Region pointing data
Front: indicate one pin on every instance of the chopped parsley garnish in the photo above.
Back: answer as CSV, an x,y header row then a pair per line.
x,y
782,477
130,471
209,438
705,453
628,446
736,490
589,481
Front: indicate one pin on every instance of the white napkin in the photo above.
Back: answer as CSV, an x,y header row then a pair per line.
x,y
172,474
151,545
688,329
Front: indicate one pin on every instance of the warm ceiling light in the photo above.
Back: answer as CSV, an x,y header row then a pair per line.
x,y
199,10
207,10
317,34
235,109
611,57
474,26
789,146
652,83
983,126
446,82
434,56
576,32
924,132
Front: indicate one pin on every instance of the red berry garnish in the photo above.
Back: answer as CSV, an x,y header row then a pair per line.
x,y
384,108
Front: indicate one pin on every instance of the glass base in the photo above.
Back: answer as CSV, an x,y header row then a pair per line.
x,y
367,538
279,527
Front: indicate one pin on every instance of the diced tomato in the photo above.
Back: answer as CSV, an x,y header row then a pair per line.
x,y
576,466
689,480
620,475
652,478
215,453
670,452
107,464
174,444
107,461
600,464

* * *

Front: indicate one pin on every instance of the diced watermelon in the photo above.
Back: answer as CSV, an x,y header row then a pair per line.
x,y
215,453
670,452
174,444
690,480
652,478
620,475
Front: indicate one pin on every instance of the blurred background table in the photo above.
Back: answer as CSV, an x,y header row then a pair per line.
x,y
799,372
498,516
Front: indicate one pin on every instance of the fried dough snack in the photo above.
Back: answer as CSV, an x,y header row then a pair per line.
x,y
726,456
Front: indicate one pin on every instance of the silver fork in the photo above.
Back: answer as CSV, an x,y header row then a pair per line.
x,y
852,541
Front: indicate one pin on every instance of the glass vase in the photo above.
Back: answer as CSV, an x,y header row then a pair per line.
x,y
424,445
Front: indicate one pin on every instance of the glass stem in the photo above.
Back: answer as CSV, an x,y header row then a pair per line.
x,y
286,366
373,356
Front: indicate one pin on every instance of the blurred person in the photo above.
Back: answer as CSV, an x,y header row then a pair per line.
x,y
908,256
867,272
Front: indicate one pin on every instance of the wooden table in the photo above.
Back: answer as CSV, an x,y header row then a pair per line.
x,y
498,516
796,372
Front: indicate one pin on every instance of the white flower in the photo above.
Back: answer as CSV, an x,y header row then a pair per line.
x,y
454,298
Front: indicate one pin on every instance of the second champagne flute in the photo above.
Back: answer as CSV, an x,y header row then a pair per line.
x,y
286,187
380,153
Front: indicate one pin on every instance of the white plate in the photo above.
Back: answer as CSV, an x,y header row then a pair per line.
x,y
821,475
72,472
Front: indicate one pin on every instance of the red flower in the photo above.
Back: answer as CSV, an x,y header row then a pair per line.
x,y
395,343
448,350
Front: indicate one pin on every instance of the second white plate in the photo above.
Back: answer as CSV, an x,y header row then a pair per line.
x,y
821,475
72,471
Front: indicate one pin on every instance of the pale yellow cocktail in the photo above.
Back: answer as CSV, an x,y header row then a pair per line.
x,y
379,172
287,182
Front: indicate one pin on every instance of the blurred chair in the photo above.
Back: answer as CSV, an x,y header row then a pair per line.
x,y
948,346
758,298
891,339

ASSIGNMENT
State the number of lines in these entries where the word "diced" occurs, without any other words.

RESULT OF THE TASK
2